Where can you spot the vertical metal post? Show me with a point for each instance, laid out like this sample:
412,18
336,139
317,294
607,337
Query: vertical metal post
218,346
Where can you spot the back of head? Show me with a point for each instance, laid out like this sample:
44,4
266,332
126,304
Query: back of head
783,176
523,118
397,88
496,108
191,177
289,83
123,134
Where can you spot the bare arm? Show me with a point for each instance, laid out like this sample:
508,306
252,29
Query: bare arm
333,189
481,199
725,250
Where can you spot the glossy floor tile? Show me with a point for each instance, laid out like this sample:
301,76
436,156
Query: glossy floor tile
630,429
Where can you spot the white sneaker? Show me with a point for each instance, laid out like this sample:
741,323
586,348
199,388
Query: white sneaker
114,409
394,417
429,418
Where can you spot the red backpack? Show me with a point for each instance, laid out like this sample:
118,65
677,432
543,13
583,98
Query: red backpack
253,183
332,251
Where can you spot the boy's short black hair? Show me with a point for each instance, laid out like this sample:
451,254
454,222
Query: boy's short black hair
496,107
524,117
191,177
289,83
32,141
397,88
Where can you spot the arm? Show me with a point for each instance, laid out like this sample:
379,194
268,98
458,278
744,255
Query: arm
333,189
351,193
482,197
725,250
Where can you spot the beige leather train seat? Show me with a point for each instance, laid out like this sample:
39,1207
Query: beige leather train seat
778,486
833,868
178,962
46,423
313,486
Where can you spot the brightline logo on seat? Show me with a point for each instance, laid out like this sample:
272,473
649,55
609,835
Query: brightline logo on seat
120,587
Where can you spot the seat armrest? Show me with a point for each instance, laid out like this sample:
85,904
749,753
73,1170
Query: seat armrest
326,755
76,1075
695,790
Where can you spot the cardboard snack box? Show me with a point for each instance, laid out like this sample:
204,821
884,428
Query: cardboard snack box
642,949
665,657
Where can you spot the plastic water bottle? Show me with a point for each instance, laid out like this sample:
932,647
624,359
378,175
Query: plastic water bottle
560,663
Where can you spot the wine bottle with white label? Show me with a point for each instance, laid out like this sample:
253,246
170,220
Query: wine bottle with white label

--------------------------------

## What you need to do
Can you reproduce only the data from the line with "Where can you spot the plastic" through the end, requests included, offsetting each number in the answer coordinates by adding 5 and leaving the sample coordinates in the requests unchanged?

## Final result
Where can you spot the plastic water bottle? Show me with a point for each instance, laid out like this sample:
932,647
624,359
378,175
Query: plastic water bottle
565,668
Where can you spot the wine bottle with white label? Show me with a point for each instance, laid out like this sample:
253,246
170,220
Query: wine bottle with white label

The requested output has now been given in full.